▶ [Given entries]:
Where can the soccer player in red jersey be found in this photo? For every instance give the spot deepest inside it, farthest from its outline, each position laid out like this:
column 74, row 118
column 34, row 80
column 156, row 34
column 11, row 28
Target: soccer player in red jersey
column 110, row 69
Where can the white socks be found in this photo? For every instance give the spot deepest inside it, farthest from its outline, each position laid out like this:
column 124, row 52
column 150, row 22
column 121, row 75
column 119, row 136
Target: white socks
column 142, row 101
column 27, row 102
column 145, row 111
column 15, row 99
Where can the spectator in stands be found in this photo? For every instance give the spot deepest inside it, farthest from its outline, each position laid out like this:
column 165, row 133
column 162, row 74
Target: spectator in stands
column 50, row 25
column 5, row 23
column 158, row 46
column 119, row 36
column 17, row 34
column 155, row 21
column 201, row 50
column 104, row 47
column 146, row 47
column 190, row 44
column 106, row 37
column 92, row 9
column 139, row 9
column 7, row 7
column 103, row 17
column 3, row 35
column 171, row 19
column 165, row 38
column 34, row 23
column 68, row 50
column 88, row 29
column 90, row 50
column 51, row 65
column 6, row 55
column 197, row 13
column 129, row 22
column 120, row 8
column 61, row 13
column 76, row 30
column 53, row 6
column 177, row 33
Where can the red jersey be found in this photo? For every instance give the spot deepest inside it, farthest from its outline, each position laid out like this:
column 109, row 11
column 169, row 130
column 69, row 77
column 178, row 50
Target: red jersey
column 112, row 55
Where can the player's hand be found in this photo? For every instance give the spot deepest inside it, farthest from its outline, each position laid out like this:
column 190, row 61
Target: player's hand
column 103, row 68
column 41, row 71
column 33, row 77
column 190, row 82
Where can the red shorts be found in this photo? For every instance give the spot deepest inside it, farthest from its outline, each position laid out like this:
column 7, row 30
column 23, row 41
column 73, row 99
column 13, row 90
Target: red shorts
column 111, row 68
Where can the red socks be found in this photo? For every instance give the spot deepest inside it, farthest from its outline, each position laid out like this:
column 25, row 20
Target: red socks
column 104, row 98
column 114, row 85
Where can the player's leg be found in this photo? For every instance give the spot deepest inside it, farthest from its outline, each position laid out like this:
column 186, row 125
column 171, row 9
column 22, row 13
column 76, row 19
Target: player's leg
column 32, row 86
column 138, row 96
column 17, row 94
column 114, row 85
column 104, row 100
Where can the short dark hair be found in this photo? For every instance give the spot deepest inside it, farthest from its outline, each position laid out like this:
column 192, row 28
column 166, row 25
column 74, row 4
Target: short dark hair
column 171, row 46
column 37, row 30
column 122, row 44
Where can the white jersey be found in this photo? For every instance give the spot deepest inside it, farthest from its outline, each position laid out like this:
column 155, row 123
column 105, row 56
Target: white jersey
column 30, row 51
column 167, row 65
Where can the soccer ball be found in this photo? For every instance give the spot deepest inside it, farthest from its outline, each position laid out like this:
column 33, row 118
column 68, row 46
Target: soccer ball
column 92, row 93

...

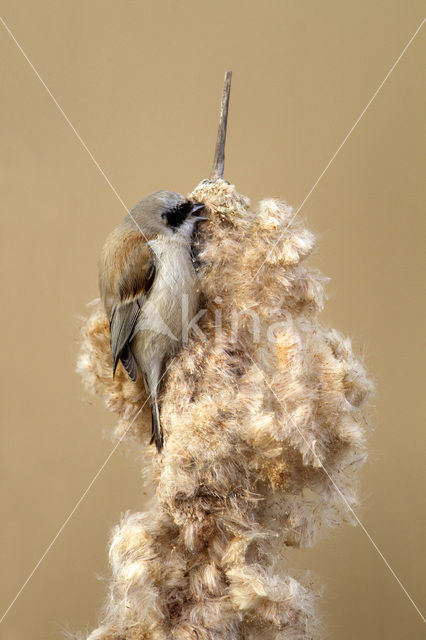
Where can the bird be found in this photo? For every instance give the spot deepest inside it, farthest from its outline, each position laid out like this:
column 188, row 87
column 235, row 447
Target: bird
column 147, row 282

---

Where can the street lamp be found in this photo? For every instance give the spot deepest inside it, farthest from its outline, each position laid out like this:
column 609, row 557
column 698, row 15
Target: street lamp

▶ [Task objective]: Put everything from the line containing "Where can the soccer player" down to the line containing "column 110, row 69", both included, into a JSON list of strings with one string per line, leaving out blank lines.

▶ [Correct answer]:
[
  "Where can the soccer player in red jersey be found in this photo? For every instance give the spot deepest inside it, farthest from its outline, each position laid out like this:",
  "column 74, row 118",
  "column 34, row 80",
  "column 156, row 34",
  "column 11, row 28",
  "Target: soccer player in red jersey",
  "column 110, row 69"
]